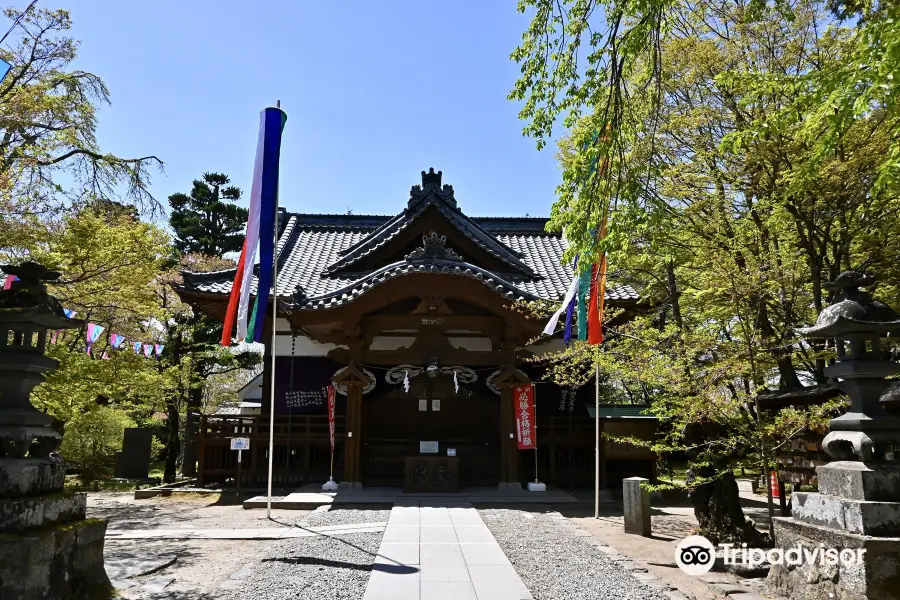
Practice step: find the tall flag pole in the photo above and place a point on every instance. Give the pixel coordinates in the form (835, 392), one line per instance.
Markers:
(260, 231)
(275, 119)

------------------------------------

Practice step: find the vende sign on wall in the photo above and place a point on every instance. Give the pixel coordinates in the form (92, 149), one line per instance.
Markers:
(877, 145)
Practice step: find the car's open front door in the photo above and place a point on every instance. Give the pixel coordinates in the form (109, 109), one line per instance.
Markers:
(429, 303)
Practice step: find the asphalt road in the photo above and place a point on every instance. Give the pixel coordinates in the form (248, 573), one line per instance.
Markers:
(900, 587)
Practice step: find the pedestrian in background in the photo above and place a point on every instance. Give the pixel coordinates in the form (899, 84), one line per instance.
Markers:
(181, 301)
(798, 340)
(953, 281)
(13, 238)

------------------------------------

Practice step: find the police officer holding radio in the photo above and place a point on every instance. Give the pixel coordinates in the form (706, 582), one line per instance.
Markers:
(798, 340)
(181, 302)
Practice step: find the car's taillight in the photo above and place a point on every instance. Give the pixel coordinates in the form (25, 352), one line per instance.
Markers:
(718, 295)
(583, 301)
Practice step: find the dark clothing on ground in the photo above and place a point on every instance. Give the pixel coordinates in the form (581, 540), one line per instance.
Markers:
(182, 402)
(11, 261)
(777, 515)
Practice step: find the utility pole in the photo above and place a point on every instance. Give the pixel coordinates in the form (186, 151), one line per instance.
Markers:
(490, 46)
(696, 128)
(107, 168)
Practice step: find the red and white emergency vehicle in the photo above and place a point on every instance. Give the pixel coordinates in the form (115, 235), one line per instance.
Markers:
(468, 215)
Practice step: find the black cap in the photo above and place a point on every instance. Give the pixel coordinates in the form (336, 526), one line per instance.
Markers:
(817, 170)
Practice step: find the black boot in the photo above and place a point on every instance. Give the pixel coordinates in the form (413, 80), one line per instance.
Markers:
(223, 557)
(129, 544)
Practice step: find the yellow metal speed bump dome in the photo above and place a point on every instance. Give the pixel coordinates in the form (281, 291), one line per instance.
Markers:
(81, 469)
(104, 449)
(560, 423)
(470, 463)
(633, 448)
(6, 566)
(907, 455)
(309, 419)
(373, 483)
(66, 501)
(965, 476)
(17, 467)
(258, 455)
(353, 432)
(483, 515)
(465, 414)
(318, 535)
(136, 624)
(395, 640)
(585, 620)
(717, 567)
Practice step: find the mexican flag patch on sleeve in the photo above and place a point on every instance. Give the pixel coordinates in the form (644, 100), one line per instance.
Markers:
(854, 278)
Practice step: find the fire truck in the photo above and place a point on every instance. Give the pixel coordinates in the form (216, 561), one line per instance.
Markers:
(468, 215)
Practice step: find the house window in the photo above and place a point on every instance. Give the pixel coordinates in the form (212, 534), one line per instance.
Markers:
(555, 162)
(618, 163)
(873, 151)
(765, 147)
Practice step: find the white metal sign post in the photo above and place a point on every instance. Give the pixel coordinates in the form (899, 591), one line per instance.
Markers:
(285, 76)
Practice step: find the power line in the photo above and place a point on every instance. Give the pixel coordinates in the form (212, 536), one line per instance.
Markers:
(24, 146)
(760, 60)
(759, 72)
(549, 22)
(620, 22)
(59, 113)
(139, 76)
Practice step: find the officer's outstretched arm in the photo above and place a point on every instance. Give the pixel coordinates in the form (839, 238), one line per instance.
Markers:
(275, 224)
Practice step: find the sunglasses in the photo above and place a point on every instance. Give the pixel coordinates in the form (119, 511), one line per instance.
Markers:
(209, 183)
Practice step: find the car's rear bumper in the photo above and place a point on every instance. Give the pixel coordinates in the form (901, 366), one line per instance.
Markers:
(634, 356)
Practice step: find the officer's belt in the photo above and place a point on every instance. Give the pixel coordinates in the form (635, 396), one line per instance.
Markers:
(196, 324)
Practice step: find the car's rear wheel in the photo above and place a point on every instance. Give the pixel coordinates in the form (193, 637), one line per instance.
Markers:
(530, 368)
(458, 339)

------------------------------------

Pull out every line of the data above that contains the word "metal", copying each line in full.

Result:
Practice step: find the yellow metal speed bump dome in the photo above and place a point on every instance. Give the pixel coordinates in the form (281, 291), one line per instance.
Practice step: find the white metal sign post in the photo above and place a point on every instance. Give the pixel coordinates in the form (899, 591), one line per instance.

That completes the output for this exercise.